Given passage:
------------------------------------

CLBGOAL: With the CLBGOAL attribute of a global Service, we can attain connect-time load balancing i.e. choosing the least loaded database instance for establishing a new connection. This is done for any client that uses a GSM to connect to a global service. GDS takes into account the load statistics from all GDS pool databases, Inter-region network latency, locality and CLBGOAL attributes.
CLBGOAL supports two values – LONG and SHORT.
Use the LONG connection load balancing method for applications that have long-lived connections. This is typical for connection pools and SQL*Forms sessions. LONG is the default connection load balancing goal.
Use the SHORT connection load balancing method for applications that have short-lived connections. When using connection pools that are integrated with FAN, set the CLBGOAL to SHORT.
Here is an example for setting the CLBGOAL:
GDSCTL>add service -service sales_clb_srvc -gdspool sales –preferred_all -clbgoal LONG
RLBGOAL: Run-time load balancing is a feature of Oracle connection pools that can distribute client work requests across persistent connections that span databases. GDS supports Runtime load balancing feature of connection pool based clients (OCI, JDBC, ODP.NET, and WLS) that are integrated with the Oracle database, i.e. for a particular work request, “picking” a connection in the pool that belongs to the least loading instance. RLB does not require establishing of new connections and can be done much faster and more often.
GDS, as part of advisory compilation, takes into account per-service performance data from pool databases, inter-region network latency, locality and RLBGOAL settings. GDS compiles an array, such that each entry in the array corresponds to the percentage of work requests that ought to be sent to a particular database instance in the GDS Pool. GDS publishes this array every 30 Seconds to regional client connection pools as RLB event via ONS Channels. Based on the RLB advisory, clients distribute workload requests across persistent connections spanning GDS Pool database instances
RLBGOAL supports two values – SERVICE_TIME and THROUGHPUT. With the RLBGOAL set to SERVICE_TIME, Connection Pools route work requests to DB instances to minimize response time. The load balancing advisory is based on elapsed time for work requests using the service and network latency. With the RLBGOAL set to THROUGHPUT, Connection Pool routes work requests to DB instances to maximize total throughput of the system. The load balancing advisory is based on rate of work completion in the service plus available bandwidth to service. Here is an example for setting the RLBGOAL:
GDSCTL>add service -service sales_rlb_srvc -gdspool sales –preferred_all –rlbgoal SERVICE_TIME
However, when there is long term change in instance performance, there may be a need to redistribute pooled connections among the instances. The process of automatically moving unused connections from under-loaded to heavily loaded instances is termed as Gravitation. Sometimes when there are long-term changes in the database instance load, the client cannot follow RLB advisory because there are not enough connections to push the workload to a particular instance. At the same time another instance may have unused connections. The gravitation algorithm implemented in the connection pool detects the imbalance in the connection distribution, and creates or terminates connections from the database accordingly. GDS supports the gravitation feature of Oracle connection pools.

------------------------------------

Entries:
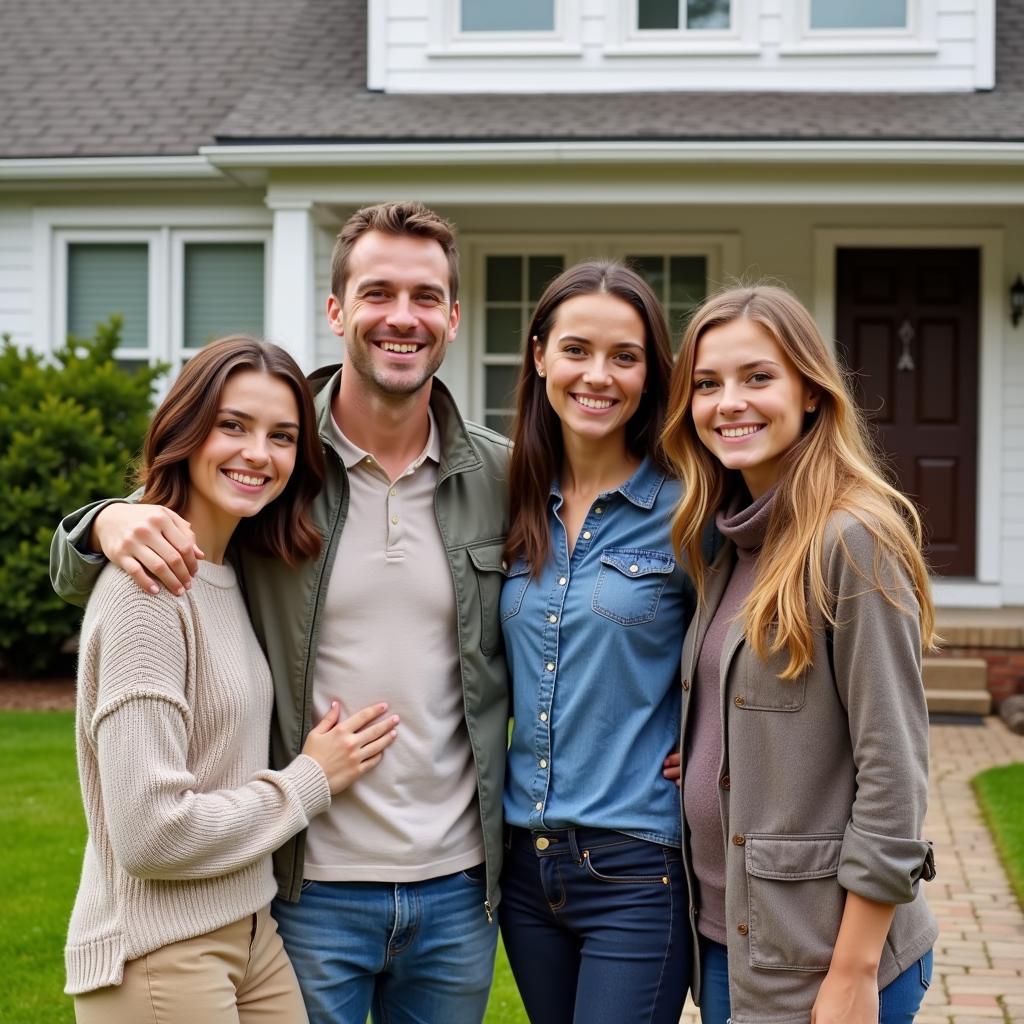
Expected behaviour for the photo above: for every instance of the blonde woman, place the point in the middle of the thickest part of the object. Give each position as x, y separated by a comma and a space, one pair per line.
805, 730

------------------------------------

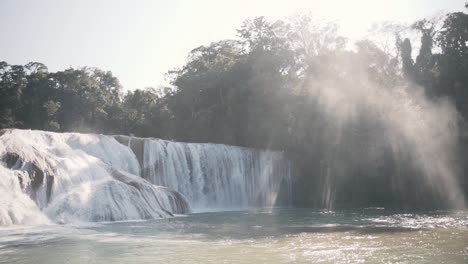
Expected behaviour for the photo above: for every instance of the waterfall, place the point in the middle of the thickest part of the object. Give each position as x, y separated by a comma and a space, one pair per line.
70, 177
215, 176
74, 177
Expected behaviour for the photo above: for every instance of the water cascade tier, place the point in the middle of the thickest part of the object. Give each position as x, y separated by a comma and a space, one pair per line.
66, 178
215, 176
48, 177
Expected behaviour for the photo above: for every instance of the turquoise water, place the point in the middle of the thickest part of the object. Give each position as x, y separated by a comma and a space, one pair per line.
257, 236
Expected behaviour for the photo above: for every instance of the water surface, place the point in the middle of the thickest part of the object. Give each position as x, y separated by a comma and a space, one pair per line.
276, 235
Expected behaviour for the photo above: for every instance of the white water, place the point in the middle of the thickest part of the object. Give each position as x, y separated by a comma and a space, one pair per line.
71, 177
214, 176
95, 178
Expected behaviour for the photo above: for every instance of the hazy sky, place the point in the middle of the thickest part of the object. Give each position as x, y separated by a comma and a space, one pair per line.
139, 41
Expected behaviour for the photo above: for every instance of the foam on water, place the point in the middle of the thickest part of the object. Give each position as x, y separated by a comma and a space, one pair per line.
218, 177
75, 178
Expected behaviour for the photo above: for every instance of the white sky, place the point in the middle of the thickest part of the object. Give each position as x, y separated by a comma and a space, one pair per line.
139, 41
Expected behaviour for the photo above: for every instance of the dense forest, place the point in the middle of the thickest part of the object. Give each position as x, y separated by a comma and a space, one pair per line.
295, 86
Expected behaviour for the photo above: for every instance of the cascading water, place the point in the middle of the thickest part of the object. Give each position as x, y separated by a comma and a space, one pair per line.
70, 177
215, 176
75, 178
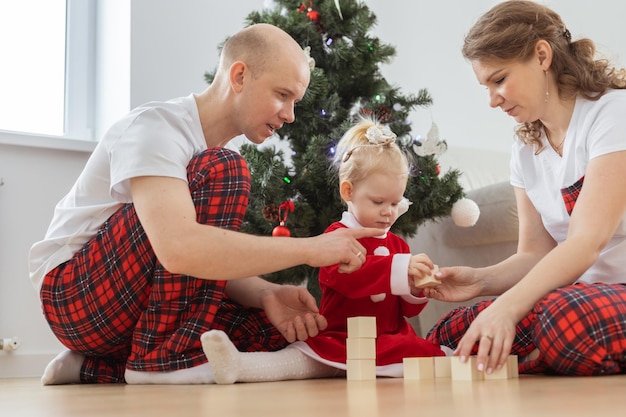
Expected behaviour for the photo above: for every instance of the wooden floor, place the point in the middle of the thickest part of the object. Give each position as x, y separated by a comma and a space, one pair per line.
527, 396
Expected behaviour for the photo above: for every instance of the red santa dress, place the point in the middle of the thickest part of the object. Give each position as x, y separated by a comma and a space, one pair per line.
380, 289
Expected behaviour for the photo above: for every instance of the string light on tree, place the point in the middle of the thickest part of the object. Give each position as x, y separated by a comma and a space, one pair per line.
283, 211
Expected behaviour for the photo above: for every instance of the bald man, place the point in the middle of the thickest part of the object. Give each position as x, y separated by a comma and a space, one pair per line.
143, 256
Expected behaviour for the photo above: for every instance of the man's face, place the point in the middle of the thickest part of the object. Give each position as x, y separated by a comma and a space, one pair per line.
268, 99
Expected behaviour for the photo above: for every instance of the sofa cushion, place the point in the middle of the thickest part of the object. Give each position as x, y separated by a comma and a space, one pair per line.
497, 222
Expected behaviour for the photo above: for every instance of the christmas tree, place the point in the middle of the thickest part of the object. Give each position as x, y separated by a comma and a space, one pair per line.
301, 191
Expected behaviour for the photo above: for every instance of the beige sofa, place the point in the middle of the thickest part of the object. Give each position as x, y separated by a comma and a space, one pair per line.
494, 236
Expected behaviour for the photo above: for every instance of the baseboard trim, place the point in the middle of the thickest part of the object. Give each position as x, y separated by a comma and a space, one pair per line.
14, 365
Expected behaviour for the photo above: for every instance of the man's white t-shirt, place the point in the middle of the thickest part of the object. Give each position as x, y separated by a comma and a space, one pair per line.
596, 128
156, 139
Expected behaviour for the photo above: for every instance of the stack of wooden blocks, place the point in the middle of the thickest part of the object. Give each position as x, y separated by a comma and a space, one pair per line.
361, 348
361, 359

------------------------------------

Problem A: List the connection pool based clients that, per the passage on GDS load balancing, have their runtime load balancing feature supported by GDS.
Problem B:
Answer these from the passage on GDS load balancing:
(i) Which value is the default connection load balancing goal?
(ii) How often does GDS publish the RLB array to regional client connection pools?
(iii) What is the process of automatically moving unused connections from under-loaded to heavily loaded instances called?

Solution A: OCI, JDBC, ODP.NET, WLS

Solution B:
(i) LONG
(ii) Every 30 seconds
(iii) Gravitation